**WRITTEN PROBLEM:** Duplicate the stretch of the records below from the line containing "For the benchmark, spot each instance of the cabin" through the end of the records, keeping every line the same.

#### THE INPUT ####

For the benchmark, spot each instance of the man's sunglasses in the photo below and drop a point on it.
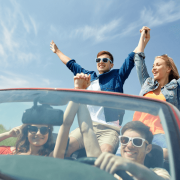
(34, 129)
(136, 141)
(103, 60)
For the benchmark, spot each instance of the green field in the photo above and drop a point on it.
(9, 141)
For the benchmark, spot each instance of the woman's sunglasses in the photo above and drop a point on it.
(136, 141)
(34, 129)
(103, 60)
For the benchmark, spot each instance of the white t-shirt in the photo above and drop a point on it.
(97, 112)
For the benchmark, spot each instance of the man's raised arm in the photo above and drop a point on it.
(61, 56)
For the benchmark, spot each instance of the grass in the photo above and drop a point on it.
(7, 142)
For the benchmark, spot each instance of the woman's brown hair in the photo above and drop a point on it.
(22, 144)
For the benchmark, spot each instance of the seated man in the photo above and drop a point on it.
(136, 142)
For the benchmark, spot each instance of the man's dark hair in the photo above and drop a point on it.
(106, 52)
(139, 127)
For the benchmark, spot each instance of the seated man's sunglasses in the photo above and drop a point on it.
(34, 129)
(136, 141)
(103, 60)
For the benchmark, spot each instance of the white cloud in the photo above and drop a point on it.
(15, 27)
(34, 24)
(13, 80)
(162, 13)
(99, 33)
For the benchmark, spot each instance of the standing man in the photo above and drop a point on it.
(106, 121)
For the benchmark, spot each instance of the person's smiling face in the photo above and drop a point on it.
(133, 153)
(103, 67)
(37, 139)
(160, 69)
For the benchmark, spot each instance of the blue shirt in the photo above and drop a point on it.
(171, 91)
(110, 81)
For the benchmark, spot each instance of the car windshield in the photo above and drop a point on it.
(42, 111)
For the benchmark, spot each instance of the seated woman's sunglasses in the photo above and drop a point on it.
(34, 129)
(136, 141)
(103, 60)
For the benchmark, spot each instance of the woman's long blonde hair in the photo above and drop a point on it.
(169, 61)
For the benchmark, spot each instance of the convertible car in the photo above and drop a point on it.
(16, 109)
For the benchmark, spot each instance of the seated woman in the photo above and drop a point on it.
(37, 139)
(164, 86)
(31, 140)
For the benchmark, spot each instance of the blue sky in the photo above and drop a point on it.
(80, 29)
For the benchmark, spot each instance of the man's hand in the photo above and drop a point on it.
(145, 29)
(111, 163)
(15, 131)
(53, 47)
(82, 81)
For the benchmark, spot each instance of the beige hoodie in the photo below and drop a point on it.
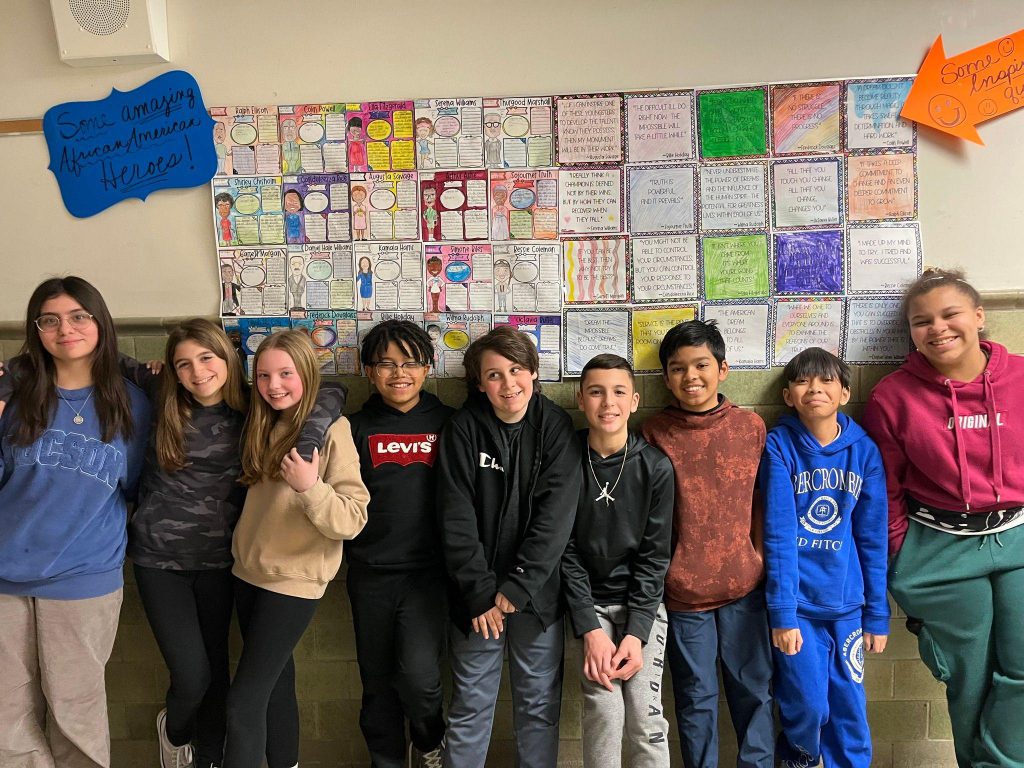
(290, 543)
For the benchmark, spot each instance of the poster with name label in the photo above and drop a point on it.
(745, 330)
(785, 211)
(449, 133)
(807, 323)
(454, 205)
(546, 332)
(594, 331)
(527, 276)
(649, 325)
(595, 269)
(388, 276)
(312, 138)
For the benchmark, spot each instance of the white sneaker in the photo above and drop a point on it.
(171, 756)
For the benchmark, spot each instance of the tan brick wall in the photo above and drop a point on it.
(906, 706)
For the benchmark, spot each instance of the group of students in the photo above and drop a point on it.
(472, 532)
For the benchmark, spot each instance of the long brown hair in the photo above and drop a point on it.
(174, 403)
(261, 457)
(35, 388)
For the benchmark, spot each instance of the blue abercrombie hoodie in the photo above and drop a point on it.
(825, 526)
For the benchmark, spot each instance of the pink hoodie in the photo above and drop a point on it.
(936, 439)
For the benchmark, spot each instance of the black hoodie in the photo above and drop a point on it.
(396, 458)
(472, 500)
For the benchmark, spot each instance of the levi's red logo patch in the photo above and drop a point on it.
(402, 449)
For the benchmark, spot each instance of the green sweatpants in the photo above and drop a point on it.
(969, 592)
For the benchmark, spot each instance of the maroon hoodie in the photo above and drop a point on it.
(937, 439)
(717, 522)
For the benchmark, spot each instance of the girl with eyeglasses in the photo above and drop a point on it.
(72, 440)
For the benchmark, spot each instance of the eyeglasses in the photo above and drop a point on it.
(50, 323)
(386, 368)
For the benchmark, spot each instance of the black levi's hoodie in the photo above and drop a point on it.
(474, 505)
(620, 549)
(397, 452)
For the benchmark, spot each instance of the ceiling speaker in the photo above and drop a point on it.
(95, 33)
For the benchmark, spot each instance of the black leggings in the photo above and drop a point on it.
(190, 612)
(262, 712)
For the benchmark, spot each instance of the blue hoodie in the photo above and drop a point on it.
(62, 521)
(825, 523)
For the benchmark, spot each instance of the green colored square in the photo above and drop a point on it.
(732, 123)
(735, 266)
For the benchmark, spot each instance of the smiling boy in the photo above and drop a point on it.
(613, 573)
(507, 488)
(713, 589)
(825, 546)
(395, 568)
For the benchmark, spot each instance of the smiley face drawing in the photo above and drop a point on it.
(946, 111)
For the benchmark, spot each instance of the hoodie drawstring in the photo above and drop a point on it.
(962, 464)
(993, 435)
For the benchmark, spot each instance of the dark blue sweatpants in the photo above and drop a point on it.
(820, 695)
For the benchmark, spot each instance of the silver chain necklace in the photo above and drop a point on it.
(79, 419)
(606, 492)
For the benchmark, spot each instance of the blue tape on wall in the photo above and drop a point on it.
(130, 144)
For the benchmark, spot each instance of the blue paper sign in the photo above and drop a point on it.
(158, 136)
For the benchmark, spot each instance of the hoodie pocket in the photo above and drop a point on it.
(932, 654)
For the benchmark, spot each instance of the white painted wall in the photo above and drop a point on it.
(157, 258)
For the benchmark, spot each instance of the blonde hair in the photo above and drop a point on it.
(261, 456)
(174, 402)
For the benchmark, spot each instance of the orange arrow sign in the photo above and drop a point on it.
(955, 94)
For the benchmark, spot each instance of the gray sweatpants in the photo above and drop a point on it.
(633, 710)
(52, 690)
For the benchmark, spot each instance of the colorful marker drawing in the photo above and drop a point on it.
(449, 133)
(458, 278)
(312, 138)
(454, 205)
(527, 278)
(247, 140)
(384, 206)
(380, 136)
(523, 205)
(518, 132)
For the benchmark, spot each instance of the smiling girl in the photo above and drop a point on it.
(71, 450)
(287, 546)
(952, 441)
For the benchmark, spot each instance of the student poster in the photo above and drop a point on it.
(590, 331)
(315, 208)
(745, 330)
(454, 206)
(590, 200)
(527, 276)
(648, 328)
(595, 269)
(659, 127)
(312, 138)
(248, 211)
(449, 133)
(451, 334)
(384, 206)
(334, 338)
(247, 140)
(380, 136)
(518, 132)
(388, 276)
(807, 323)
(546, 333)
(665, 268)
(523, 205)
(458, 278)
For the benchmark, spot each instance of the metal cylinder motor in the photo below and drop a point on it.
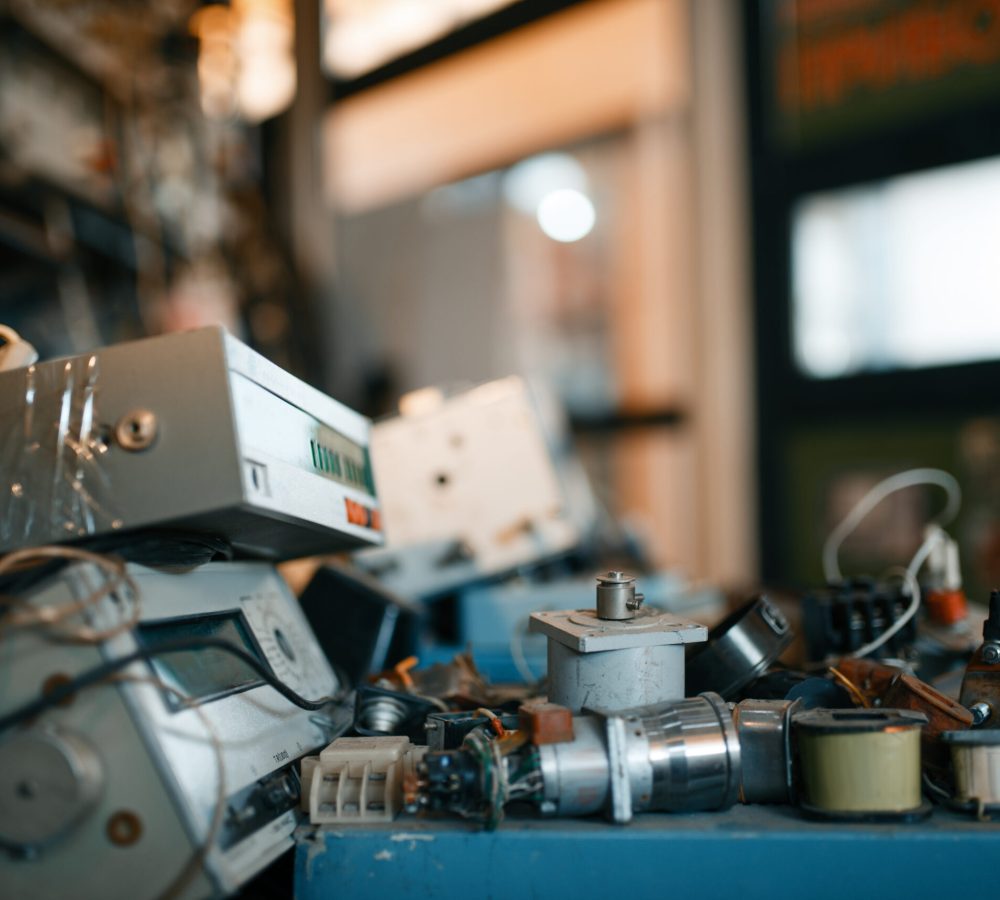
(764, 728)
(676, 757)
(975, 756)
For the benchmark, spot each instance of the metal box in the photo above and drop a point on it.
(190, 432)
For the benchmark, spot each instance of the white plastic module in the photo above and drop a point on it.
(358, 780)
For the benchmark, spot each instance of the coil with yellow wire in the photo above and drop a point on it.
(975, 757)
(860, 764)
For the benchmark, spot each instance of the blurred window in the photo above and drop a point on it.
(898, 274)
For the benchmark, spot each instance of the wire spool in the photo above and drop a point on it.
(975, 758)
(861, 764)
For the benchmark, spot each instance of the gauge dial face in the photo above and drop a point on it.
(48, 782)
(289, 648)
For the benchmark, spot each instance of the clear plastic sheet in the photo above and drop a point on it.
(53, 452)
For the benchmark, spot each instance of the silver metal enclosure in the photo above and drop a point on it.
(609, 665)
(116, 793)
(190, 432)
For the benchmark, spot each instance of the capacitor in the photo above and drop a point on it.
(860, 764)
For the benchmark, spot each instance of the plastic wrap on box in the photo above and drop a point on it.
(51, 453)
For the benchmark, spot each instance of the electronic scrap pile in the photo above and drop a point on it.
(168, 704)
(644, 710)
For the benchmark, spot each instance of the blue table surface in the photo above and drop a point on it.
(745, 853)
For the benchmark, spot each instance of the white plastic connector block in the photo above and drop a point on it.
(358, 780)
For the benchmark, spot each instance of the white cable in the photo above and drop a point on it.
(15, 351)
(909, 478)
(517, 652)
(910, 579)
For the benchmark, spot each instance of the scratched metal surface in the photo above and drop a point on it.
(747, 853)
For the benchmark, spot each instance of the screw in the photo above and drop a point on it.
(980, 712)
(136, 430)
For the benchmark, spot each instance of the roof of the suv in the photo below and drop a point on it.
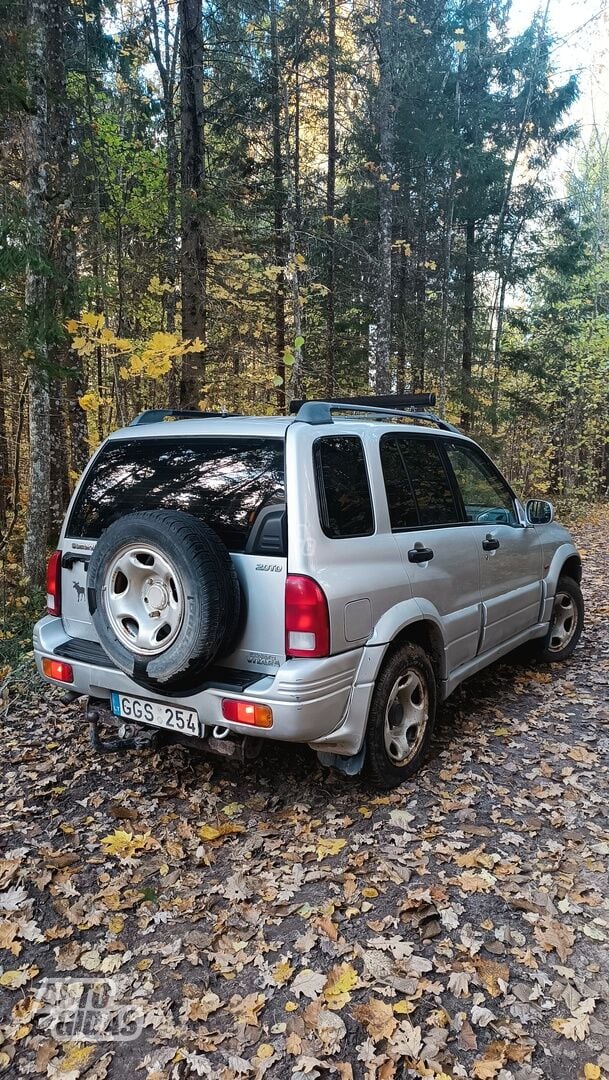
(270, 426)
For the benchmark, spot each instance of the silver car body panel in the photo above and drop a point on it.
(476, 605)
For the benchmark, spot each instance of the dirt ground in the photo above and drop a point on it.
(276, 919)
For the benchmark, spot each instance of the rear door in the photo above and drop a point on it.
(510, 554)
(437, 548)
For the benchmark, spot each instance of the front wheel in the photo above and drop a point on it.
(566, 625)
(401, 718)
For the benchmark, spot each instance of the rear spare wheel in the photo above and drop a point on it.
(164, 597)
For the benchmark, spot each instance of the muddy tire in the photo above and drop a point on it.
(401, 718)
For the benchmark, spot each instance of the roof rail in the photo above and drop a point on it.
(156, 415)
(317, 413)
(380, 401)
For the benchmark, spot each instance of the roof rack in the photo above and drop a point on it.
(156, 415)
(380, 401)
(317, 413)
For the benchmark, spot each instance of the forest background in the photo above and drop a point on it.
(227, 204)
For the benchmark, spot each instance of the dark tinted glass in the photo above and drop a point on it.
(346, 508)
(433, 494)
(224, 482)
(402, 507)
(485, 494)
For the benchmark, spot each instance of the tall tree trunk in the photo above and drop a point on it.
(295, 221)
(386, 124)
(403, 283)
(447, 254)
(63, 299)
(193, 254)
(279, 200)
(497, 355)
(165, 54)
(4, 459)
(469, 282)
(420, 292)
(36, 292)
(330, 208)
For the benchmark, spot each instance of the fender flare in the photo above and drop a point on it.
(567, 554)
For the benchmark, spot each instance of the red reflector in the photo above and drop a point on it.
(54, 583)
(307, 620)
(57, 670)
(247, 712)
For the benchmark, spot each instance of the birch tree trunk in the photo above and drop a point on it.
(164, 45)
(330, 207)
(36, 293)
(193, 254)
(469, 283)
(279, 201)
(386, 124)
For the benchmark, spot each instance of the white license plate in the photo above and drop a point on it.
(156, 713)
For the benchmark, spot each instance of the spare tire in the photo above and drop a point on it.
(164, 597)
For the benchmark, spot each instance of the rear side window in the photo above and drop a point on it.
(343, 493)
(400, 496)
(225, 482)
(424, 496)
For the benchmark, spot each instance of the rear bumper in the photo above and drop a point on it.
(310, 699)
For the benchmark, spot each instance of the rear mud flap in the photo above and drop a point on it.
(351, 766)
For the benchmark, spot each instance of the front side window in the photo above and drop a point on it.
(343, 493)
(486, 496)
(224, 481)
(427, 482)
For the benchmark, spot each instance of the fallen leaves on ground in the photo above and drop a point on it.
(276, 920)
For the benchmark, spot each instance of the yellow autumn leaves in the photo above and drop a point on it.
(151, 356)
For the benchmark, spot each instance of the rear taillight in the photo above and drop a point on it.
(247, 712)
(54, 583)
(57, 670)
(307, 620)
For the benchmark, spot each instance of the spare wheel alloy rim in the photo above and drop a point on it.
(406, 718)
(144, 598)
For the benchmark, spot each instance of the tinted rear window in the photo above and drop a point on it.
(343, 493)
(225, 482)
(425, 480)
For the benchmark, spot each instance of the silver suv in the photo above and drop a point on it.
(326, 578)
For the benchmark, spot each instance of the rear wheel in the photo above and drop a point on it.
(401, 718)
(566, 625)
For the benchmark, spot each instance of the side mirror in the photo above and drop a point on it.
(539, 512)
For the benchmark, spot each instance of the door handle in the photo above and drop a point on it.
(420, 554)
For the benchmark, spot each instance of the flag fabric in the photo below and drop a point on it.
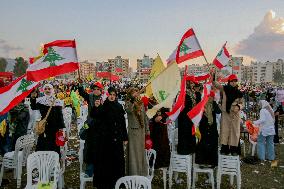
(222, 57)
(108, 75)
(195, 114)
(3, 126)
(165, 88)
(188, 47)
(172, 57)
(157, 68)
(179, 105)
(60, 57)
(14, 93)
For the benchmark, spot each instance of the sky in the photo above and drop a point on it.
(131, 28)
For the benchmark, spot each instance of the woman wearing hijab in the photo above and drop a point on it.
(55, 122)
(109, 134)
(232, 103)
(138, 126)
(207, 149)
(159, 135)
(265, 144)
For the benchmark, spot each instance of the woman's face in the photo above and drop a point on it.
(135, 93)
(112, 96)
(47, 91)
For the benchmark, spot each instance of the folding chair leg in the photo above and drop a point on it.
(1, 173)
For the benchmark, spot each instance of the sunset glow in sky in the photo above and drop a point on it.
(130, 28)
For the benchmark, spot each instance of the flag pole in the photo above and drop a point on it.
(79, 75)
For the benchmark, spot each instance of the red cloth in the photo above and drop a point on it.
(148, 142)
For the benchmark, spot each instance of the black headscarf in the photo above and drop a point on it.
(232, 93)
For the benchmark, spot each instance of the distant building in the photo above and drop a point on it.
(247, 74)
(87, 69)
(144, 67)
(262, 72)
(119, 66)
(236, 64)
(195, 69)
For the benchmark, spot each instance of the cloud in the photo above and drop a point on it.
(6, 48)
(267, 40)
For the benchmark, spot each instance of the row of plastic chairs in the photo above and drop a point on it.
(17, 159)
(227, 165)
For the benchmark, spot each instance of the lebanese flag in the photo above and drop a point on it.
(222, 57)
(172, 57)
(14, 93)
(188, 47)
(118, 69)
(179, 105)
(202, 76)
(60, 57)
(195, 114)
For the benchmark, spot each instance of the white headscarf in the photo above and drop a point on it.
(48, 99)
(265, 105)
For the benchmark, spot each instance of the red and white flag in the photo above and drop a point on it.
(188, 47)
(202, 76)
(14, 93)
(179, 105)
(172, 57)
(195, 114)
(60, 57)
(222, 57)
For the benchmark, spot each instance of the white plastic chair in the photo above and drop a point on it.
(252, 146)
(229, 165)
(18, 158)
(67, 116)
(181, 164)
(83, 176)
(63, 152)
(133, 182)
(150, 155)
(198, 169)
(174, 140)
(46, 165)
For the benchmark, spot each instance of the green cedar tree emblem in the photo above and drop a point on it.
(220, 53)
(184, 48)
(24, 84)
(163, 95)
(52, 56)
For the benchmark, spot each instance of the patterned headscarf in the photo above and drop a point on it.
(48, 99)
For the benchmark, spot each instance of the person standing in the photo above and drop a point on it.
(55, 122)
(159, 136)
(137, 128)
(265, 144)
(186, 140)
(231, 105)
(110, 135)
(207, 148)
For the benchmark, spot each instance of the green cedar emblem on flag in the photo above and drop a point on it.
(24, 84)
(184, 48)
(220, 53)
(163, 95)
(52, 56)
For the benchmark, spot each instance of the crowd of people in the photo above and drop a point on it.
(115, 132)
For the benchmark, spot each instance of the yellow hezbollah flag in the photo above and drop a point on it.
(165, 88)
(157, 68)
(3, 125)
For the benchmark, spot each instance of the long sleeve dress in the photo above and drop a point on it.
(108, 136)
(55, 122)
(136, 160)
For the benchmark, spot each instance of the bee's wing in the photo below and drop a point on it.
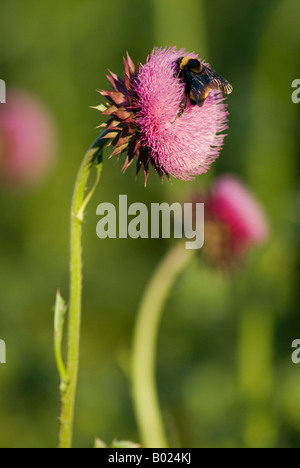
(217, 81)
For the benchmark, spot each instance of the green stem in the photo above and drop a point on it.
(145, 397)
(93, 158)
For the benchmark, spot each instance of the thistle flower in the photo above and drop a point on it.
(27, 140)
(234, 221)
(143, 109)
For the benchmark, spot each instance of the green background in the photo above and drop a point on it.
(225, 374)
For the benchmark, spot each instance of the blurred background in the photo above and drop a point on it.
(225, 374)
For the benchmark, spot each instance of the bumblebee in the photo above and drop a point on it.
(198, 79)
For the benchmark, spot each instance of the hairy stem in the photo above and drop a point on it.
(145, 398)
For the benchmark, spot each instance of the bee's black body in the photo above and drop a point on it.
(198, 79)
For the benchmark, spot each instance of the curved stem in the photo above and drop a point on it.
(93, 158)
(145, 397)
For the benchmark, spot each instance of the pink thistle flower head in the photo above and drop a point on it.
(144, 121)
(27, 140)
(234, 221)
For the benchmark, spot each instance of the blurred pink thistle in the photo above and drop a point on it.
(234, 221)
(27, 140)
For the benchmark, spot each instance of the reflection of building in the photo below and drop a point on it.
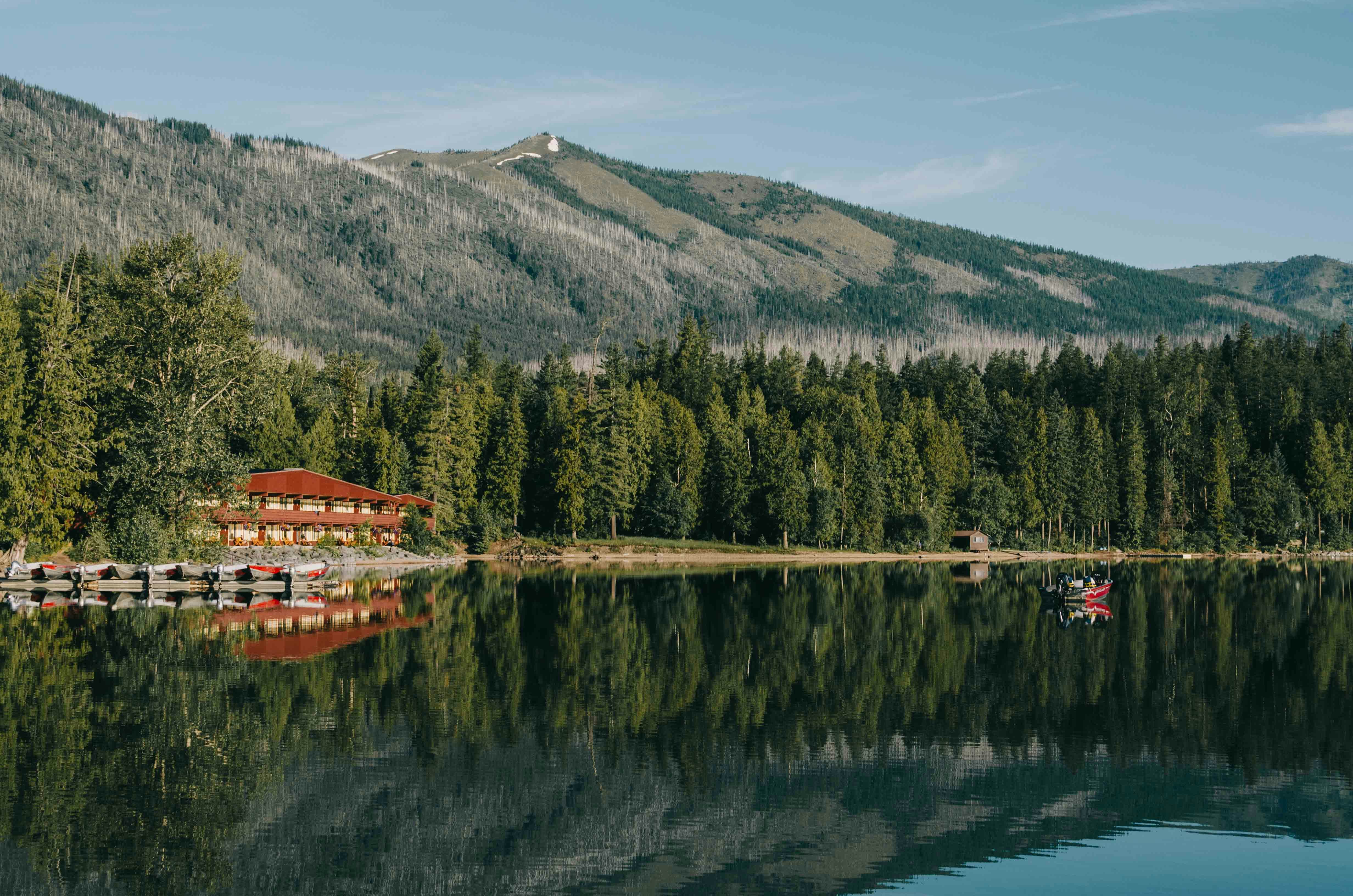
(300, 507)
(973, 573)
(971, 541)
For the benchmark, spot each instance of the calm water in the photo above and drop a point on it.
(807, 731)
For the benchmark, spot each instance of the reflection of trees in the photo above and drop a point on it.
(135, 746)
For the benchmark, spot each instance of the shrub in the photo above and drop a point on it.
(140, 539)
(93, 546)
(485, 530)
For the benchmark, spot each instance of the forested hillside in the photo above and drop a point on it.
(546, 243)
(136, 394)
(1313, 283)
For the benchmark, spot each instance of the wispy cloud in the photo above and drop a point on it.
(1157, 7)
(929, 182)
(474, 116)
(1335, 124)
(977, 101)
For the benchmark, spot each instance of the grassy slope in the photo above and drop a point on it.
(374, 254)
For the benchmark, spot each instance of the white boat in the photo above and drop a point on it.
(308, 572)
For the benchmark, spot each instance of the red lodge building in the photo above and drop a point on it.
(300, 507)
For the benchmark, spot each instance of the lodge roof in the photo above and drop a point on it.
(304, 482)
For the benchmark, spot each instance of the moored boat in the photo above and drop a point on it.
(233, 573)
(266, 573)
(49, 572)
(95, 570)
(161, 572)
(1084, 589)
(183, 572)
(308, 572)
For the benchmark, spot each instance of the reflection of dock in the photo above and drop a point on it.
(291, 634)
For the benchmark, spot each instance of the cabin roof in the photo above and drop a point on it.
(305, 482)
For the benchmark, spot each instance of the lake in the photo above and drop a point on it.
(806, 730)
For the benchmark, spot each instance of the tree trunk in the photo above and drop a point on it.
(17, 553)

####

**TASK SOLUTION:**
For the benchmark, spot each instance of the cabin roof in the photo above and drop a point on it.
(305, 482)
For the benchmark, spot each instance of the lake in the photo above and drop a point on it.
(806, 730)
For the benchmark, spot each instance of the tree trunk in the photo above and drop a point on it.
(17, 553)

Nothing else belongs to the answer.